=== Material supplied ===
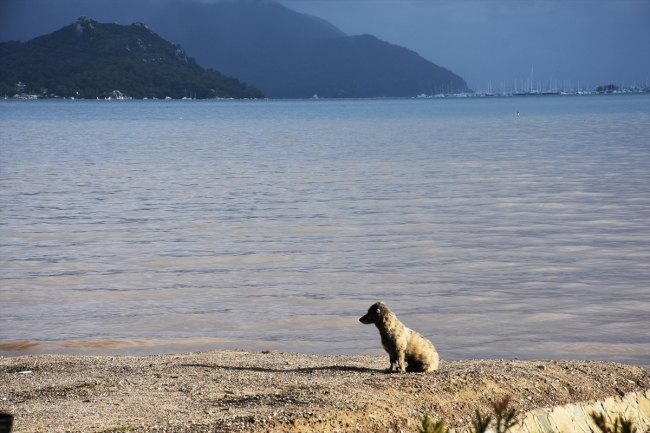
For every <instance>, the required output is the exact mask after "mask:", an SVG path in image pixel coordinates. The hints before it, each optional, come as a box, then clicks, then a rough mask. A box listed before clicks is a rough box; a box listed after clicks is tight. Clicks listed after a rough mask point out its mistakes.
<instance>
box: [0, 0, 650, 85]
mask: <svg viewBox="0 0 650 433" xmlns="http://www.w3.org/2000/svg"><path fill="white" fill-rule="evenodd" d="M165 1H199V2H204V3H205V2H210V1H216V0H158V1H156V0H131V1H126V0H112V1H104V0H0V41H5V40H10V39H20V40H21V41H26V40H29V39H31V38H34V37H36V36H39V35H41V34H46V33H50V32H52V31H54V30H58V29H59V28H61V27H63V26H64V25H68V24H70V23H71V22H73V21H74V20H75V19H76V18H77V17H79V16H81V15H88V16H89V17H90V18H92V19H95V20H97V21H100V22H119V23H120V24H131V22H134V21H142V22H145V23H147V21H148V18H149V19H152V17H155V13H156V9H157V8H159V7H160V6H161V5H162V4H163V3H164V2H165ZM278 1H279V2H280V3H282V4H284V5H285V6H287V7H288V8H290V9H293V10H296V11H298V12H301V13H306V14H309V15H314V16H317V17H320V18H323V19H325V20H327V21H329V22H331V23H332V24H334V25H335V26H336V27H338V28H339V29H341V30H342V31H344V32H345V33H347V34H349V35H357V34H371V35H374V36H377V37H378V38H380V39H382V40H384V41H387V42H390V43H392V44H396V45H401V46H403V47H406V48H409V49H411V50H413V51H415V52H417V53H418V54H420V55H421V56H422V57H424V58H426V59H428V60H431V61H432V62H434V63H435V64H437V65H440V66H442V67H445V68H447V69H450V70H451V71H453V72H455V73H457V74H458V75H460V76H461V77H463V78H464V79H465V81H466V82H467V84H468V86H469V87H470V88H472V89H474V90H486V89H487V87H488V85H491V87H492V89H493V90H494V91H498V90H499V89H500V88H501V86H505V87H506V88H507V89H513V87H514V85H515V80H516V82H517V87H518V88H521V86H522V83H528V82H529V81H528V80H529V79H530V77H531V71H532V76H533V85H534V87H538V86H539V87H540V88H548V87H556V86H557V88H559V89H562V88H564V87H569V86H572V87H574V88H575V87H577V86H578V85H580V86H581V87H592V88H593V87H595V86H598V85H602V84H610V83H611V84H617V85H625V86H629V85H633V84H635V83H636V84H637V85H641V84H642V83H643V84H650V0H605V1H603V0H588V1H583V0H563V1H554V0H453V1H447V0H278ZM153 30H154V31H156V29H155V28H153ZM161 36H164V35H163V34H161ZM188 54H189V55H192V53H188Z"/></svg>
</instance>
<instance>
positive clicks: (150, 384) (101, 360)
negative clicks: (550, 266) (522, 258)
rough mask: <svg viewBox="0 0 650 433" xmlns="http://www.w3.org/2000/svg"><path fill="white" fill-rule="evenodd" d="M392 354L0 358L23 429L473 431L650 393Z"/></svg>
mask: <svg viewBox="0 0 650 433" xmlns="http://www.w3.org/2000/svg"><path fill="white" fill-rule="evenodd" d="M387 366H388V358H387V357H385V356H315V355H304V354H295V353H281V352H268V351H265V352H246V351H208V352H194V353H185V354H173V355H153V356H72V355H31V356H22V357H5V358H0V410H2V411H6V412H10V413H12V414H14V415H15V423H14V431H15V432H61V431H66V432H113V431H136V432H172V431H173V432H234V431H246V432H272V431H273V432H312V431H313V432H335V431H373V432H400V431H404V432H411V431H416V423H417V421H418V419H420V418H421V417H423V416H424V415H429V416H431V417H432V418H434V419H444V420H445V421H446V422H447V424H448V426H449V427H452V428H462V427H466V426H468V425H469V424H470V419H471V418H472V417H473V414H474V410H475V409H476V408H478V409H480V410H482V411H483V412H488V411H489V408H490V402H491V401H494V400H495V399H500V398H502V397H504V396H506V395H510V396H512V406H513V407H514V408H516V409H517V410H518V411H519V412H520V413H523V412H526V411H530V410H533V409H535V408H547V407H553V406H557V405H562V404H567V403H575V402H590V401H596V400H602V399H604V398H606V397H611V396H619V395H624V394H626V393H629V392H634V391H644V390H648V389H649V388H650V375H649V374H648V371H646V370H644V369H643V368H640V367H635V366H630V365H624V364H617V363H607V362H598V361H553V360H538V361H519V360H462V361H453V362H445V361H443V362H442V363H441V366H440V369H439V370H438V371H437V372H435V373H405V374H386V373H384V369H385V368H386V367H387Z"/></svg>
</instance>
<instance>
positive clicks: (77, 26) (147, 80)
mask: <svg viewBox="0 0 650 433" xmlns="http://www.w3.org/2000/svg"><path fill="white" fill-rule="evenodd" d="M18 83H20V85H18ZM115 90H117V91H119V92H121V94H124V95H126V96H130V97H133V98H144V97H148V98H165V97H167V96H169V97H171V98H182V97H188V98H197V99H204V98H263V97H264V96H263V95H262V93H261V92H260V91H259V90H257V89H256V88H255V87H252V86H249V85H247V84H245V83H241V82H240V81H239V80H237V79H236V78H232V77H226V76H224V75H222V74H221V73H219V72H217V71H214V70H212V69H207V70H206V69H204V68H202V67H201V66H200V65H199V64H197V63H196V61H195V60H194V59H193V58H191V57H188V56H187V55H186V54H185V51H184V50H183V49H182V48H181V47H180V46H178V45H174V44H172V43H170V42H168V41H166V40H164V39H162V38H161V37H160V36H158V35H157V34H155V33H154V32H152V31H151V30H149V29H148V28H147V26H145V25H144V24H142V23H134V24H132V25H130V26H121V25H118V24H101V23H98V22H97V21H93V20H91V19H89V18H86V17H81V18H79V19H78V20H77V21H76V22H74V23H72V24H71V25H69V26H66V27H63V28H62V29H60V30H57V31H56V32H54V33H51V34H49V35H45V36H40V37H38V38H35V39H32V40H31V41H28V42H25V43H20V42H18V41H9V42H3V43H0V94H6V95H14V94H16V93H29V94H36V95H42V96H50V97H51V96H55V95H56V96H60V97H75V98H93V99H94V98H97V97H99V98H104V97H107V96H111V95H114V93H113V92H114V91H115Z"/></svg>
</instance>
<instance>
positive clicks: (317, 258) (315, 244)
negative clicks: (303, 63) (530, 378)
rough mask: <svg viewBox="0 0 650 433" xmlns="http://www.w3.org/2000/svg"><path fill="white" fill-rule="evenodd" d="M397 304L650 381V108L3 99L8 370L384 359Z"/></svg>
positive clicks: (461, 355) (480, 352) (356, 103)
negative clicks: (384, 319)
mask: <svg viewBox="0 0 650 433" xmlns="http://www.w3.org/2000/svg"><path fill="white" fill-rule="evenodd" d="M517 113H518V114H517ZM378 301H383V302H385V303H386V304H387V305H388V307H389V308H390V309H391V310H392V311H393V312H395V314H397V316H398V318H399V319H400V320H401V321H402V322H403V323H404V324H405V325H406V326H408V327H409V328H412V329H414V330H416V331H417V332H419V333H421V334H423V335H424V336H425V337H427V338H428V339H430V340H431V341H432V342H433V344H434V345H435V347H436V349H437V350H438V352H439V354H440V357H441V359H443V360H457V359H468V358H472V359H479V358H481V359H483V358H494V359H515V358H516V359H595V360H604V361H615V362H622V363H628V364H635V365H642V366H645V367H646V368H647V367H650V95H649V94H620V95H588V96H540V97H531V96H526V97H510V98H503V97H502V98H462V99H461V98H458V99H417V98H411V99H362V100H354V99H350V100H338V99H337V100H328V99H318V100H243V101H238V100H220V101H214V100H210V101H207V100H203V101H201V100H172V101H169V100H125V101H118V100H112V101H106V100H101V101H97V100H37V101H21V100H1V101H0V355H2V356H18V355H26V354H38V353H68V354H70V353H71V354H91V355H143V354H158V353H181V352H189V351H198V350H217V349H240V350H243V351H263V350H271V351H280V352H299V353H308V354H340V355H357V354H370V355H381V354H384V351H383V349H382V347H381V343H380V339H379V334H378V332H377V330H376V328H375V327H374V326H372V325H363V324H361V323H360V322H359V320H358V319H359V317H361V316H362V315H364V314H365V313H366V311H367V310H368V308H369V307H370V305H371V304H373V303H374V302H378Z"/></svg>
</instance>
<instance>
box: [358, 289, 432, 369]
mask: <svg viewBox="0 0 650 433" xmlns="http://www.w3.org/2000/svg"><path fill="white" fill-rule="evenodd" d="M359 321H360V322H361V323H363V324H364V325H369V324H371V323H374V324H375V326H377V329H379V335H381V344H382V346H384V349H385V350H386V352H388V356H389V358H390V368H389V369H388V370H387V371H389V372H392V371H393V369H394V367H395V364H397V366H396V367H397V371H399V372H404V371H408V372H416V371H420V372H421V371H434V370H437V369H438V364H439V361H440V360H439V358H438V352H436V349H435V348H434V347H433V344H431V342H430V341H429V340H427V339H426V338H424V337H423V336H421V335H420V334H418V333H417V332H415V331H413V330H412V329H409V328H407V327H406V326H404V325H403V324H402V322H400V321H399V320H398V319H397V316H396V315H395V313H393V312H392V311H390V310H389V309H388V307H387V306H386V304H384V303H383V302H377V303H375V304H372V306H371V307H370V308H369V309H368V314H366V315H365V316H363V317H362V318H360V319H359ZM405 363H406V364H407V365H408V366H405Z"/></svg>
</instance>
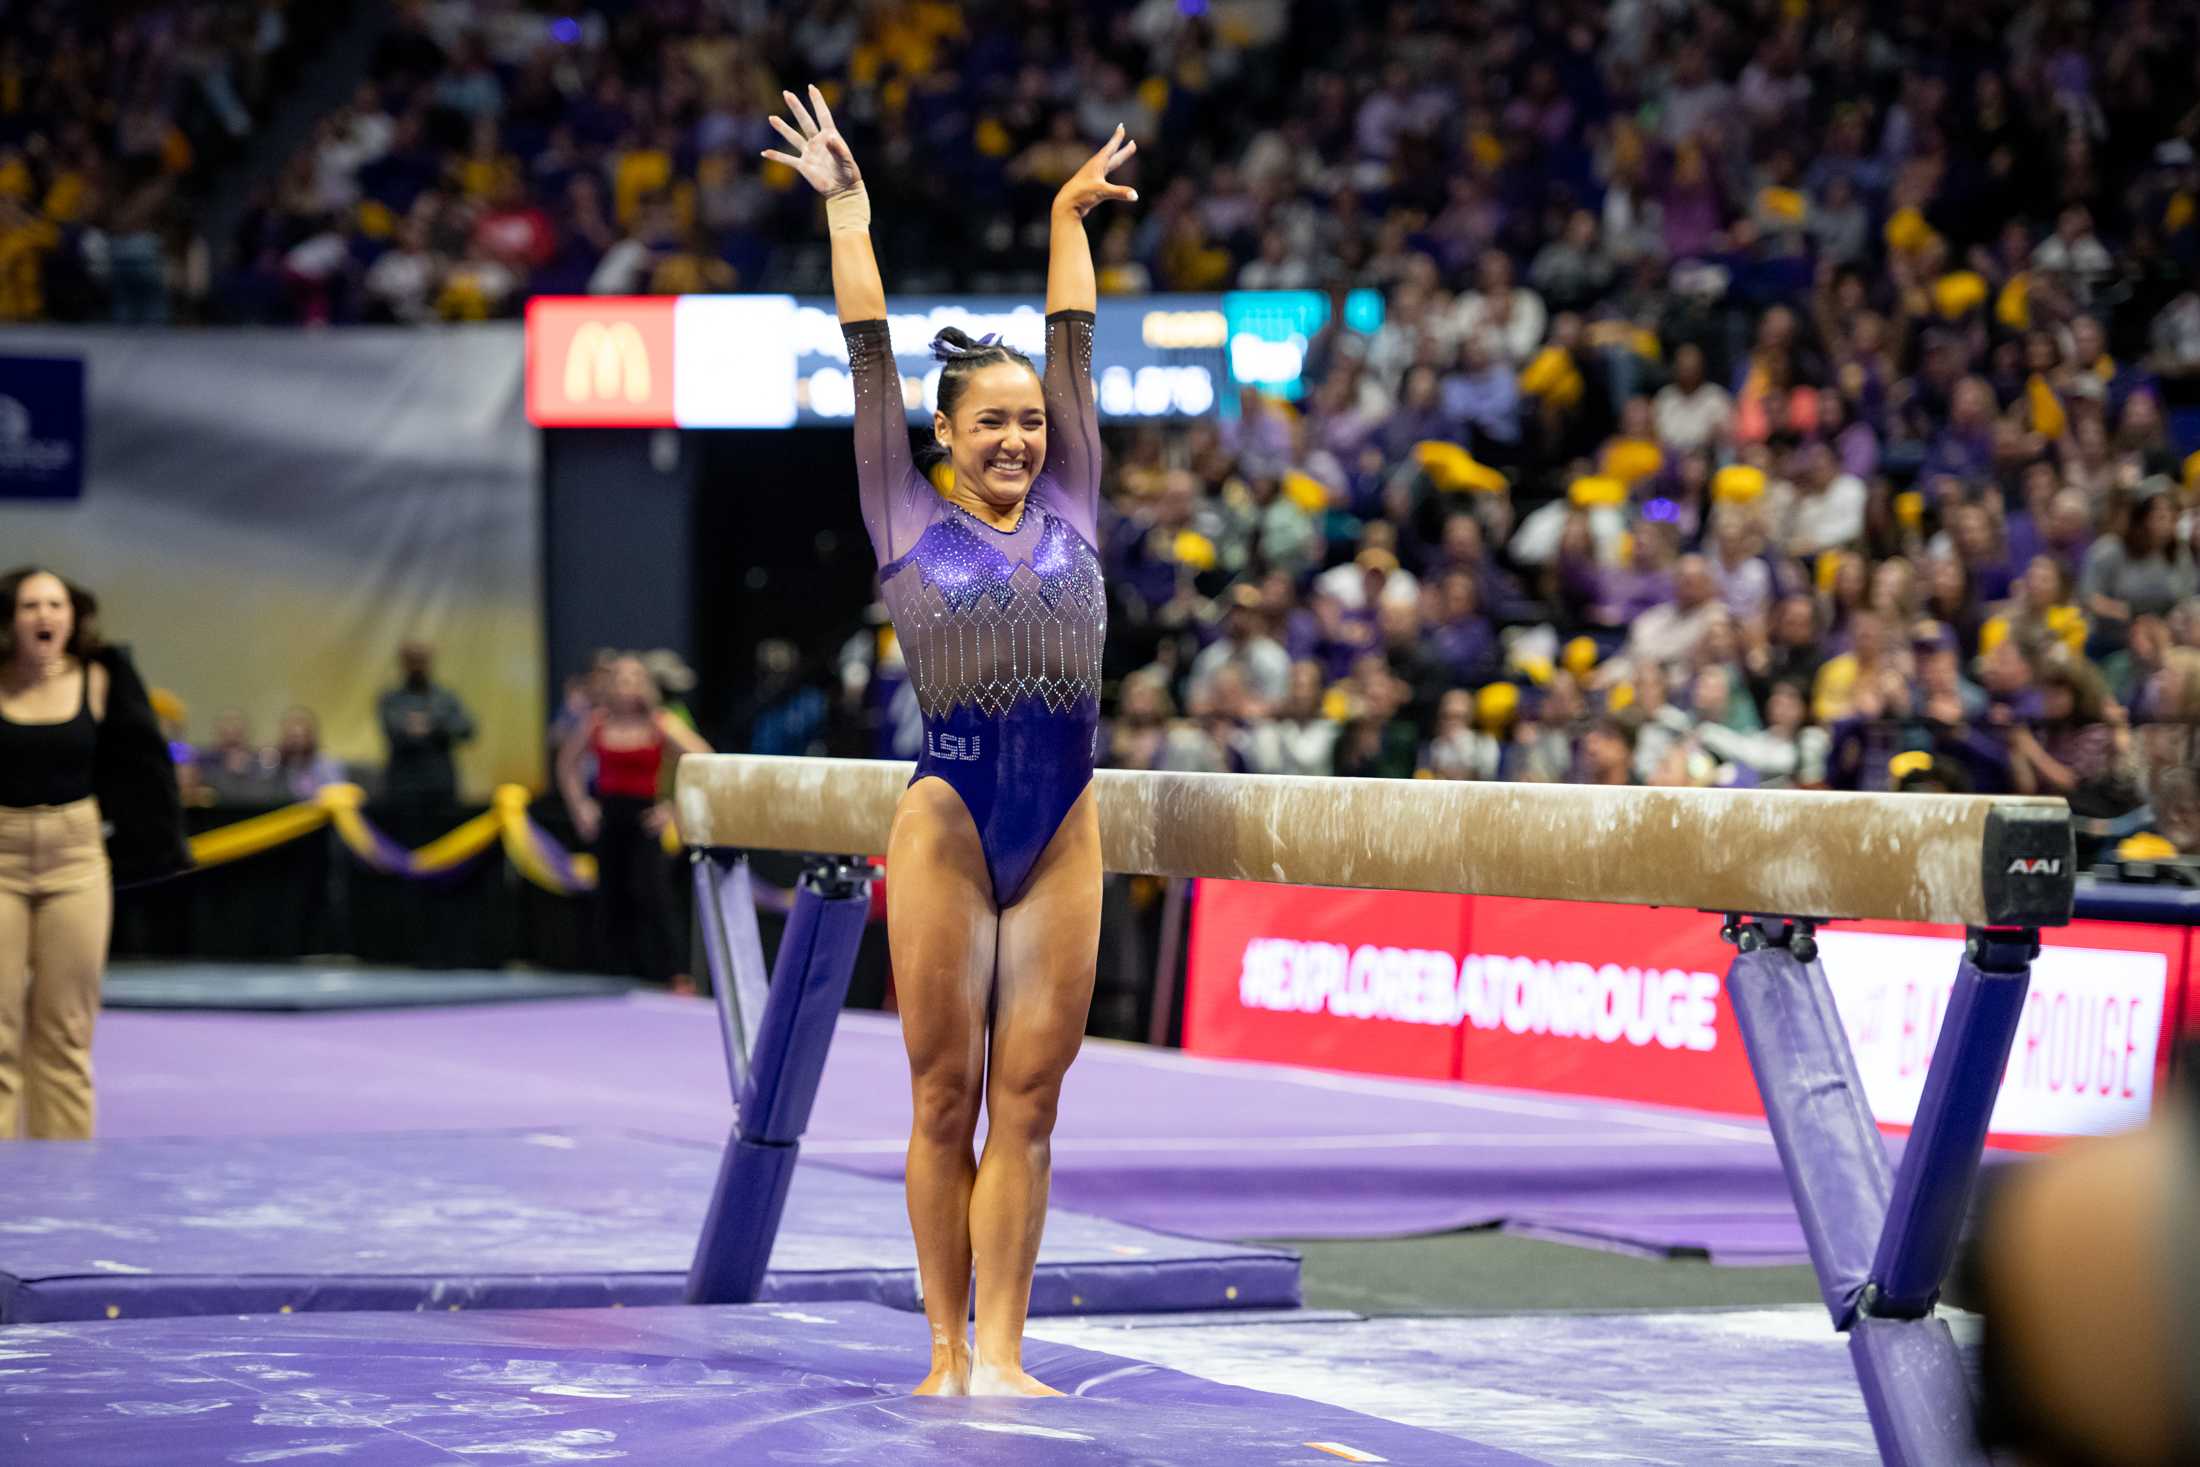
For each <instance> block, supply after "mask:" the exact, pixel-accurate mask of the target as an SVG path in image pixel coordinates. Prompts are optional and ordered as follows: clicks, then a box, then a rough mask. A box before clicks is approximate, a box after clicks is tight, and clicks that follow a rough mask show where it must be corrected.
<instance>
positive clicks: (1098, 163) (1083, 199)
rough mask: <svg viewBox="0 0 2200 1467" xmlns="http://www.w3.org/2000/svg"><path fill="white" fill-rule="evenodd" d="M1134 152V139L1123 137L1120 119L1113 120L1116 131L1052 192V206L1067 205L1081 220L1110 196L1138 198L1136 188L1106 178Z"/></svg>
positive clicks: (1136, 145) (1117, 168) (1056, 206)
mask: <svg viewBox="0 0 2200 1467" xmlns="http://www.w3.org/2000/svg"><path fill="white" fill-rule="evenodd" d="M1135 152H1137V143H1133V141H1129V139H1124V134H1122V123H1115V134H1113V136H1111V139H1109V141H1107V145H1104V147H1102V150H1100V152H1096V154H1093V156H1091V158H1087V161H1085V167H1080V169H1078V172H1074V174H1071V176H1069V183H1065V185H1063V191H1060V194H1056V196H1054V207H1056V209H1067V211H1069V213H1074V216H1078V218H1080V220H1082V218H1085V216H1087V213H1091V211H1093V205H1098V202H1102V200H1109V198H1120V200H1124V202H1137V189H1131V187H1126V185H1120V183H1109V180H1107V176H1109V174H1111V172H1113V169H1118V167H1122V165H1124V163H1126V161H1129V158H1131V154H1135Z"/></svg>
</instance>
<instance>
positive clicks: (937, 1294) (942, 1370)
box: [887, 779, 999, 1394]
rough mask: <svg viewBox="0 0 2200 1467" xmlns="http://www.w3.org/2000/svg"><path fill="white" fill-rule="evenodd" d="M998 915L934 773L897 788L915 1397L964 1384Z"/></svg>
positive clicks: (956, 821)
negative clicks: (989, 1014) (925, 1359)
mask: <svg viewBox="0 0 2200 1467" xmlns="http://www.w3.org/2000/svg"><path fill="white" fill-rule="evenodd" d="M997 926H999V919H997V917H994V911H992V880H990V878H988V875H986V853H983V849H981V847H979V840H977V827H975V825H972V823H970V814H968V812H966V809H964V803H961V796H959V794H955V790H950V787H948V785H946V781H942V779H920V781H917V783H913V785H911V787H909V792H906V794H902V803H900V807H898V809H895V812H893V831H891V834H889V836H887V946H889V948H891V955H893V983H895V992H898V994H900V1003H902V1043H904V1045H906V1047H909V1089H911V1100H913V1106H915V1122H913V1124H911V1130H909V1229H911V1232H913V1234H915V1240H917V1280H920V1284H922V1287H924V1320H926V1324H931V1333H933V1368H931V1375H926V1377H924V1383H922V1386H917V1394H964V1392H966V1390H968V1386H970V1335H968V1331H970V1188H972V1183H975V1181H977V1161H975V1159H972V1155H970V1137H972V1135H975V1130H977V1102H979V1091H981V1087H983V1080H986V1001H988V994H990V990H992V957H994V939H997Z"/></svg>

=== Brief ===
Starting at the beginning of the items and going on through the line with "box: [0, 0, 650, 85]", recast those lines as a JSON list of strings with one string per line, skipping blank lines and leaving out the pictures.

=== Answer for this exercise ===
[
  "For every <instance>, the required output is the exact mask after \"mask:\", an SVG path in image pixel coordinates. The hints before it, each optional, come as a box, then clicks, then a rough mask. A box listed before clicks is a rough box; a box listed after clicks is tight. Clicks listed after a rough mask point out its mistakes.",
  "<instance>",
  "box: [0, 0, 650, 85]"
]